### Extracted entries
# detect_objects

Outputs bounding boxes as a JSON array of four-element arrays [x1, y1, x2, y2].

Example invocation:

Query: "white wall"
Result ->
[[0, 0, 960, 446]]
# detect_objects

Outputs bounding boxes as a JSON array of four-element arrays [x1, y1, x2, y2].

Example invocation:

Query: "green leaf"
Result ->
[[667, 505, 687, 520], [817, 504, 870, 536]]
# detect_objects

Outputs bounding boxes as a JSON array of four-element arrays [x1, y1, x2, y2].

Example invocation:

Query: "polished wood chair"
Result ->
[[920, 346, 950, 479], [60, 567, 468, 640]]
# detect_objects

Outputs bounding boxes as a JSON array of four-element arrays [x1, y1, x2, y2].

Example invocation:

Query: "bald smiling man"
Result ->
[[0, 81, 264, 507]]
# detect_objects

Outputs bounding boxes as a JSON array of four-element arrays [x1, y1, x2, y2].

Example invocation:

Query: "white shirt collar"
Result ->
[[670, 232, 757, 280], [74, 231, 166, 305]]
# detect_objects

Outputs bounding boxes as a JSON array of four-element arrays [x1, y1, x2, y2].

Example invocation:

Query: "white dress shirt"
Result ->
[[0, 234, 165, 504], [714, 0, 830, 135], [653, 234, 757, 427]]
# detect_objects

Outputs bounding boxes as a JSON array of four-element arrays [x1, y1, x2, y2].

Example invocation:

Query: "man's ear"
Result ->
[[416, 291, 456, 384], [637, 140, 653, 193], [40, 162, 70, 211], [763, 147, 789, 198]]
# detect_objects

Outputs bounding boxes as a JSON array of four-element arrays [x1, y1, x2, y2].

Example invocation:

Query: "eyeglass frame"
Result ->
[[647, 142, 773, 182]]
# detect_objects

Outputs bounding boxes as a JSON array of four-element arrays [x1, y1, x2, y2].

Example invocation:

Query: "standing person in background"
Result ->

### Aim
Rewrite all the rows above, switching every "Query" to "Prompt" and keeping everything else the same.

### The reply
# detect_objects

Outputs bounding boxes as a JSON array of four-element arrays [x1, y1, x2, y2].

Example invocation:

Prompt: "white wall"
Result ->
[[0, 0, 960, 446]]
# detect_objects

Outputs bounding boxes as a JSON array of four-element arrays [x1, y1, x2, y2].

Example invocation:

Prompt: "green leaf"
Result ->
[[667, 505, 687, 520], [817, 504, 870, 536]]
# detect_objects

Outputs bounding boxes as a JSON array of four-element arrays [x1, y1, x2, y2].

Example invocation:

Prompt: "polished wood chair"
Result ->
[[920, 346, 950, 479], [60, 567, 468, 640]]
# detect_objects

Outputs bounding boxes as a JSON array of four-element arrays [x1, y1, x2, y2].

Example invocation:

Prompt: "bald smiling man"
Result ->
[[0, 81, 264, 507]]
# detect_objects

Outputs bounding boxes as a JSON array of four-element arrays [x1, y1, x2, y2].

Example invocation:

Prompt: "white shirt collar"
Result ->
[[670, 232, 757, 280], [74, 231, 166, 305]]
# detect_objects

Outputs bounding boxes as a JSON array of four-element arrays [x1, y1, x2, y2].

Example invocation:

Prompt: "white dress shirt"
Result ->
[[0, 234, 165, 504], [714, 0, 830, 135], [653, 234, 757, 427]]
# detect_objects

Outputs bounding boxes as a JSON array of four-element arrays [x1, y1, x2, y2].

Example invocation:

Prompt: "man's ear"
Result ->
[[416, 291, 456, 384], [637, 140, 653, 193], [40, 162, 70, 211], [763, 147, 789, 198]]
# detect_objects

Outputs bounding boxes as a JSON array of four-element arrays [x1, y1, x2, y2].

Example invocation:

Prompt: "eyeglass frame"
Result ->
[[647, 142, 773, 182]]
# detect_objects

Outputs bounding boxes as a JSON array of four-element arrays [x1, y1, x2, y2].

Example invocation:

Prompt: "standing person in background"
Result ->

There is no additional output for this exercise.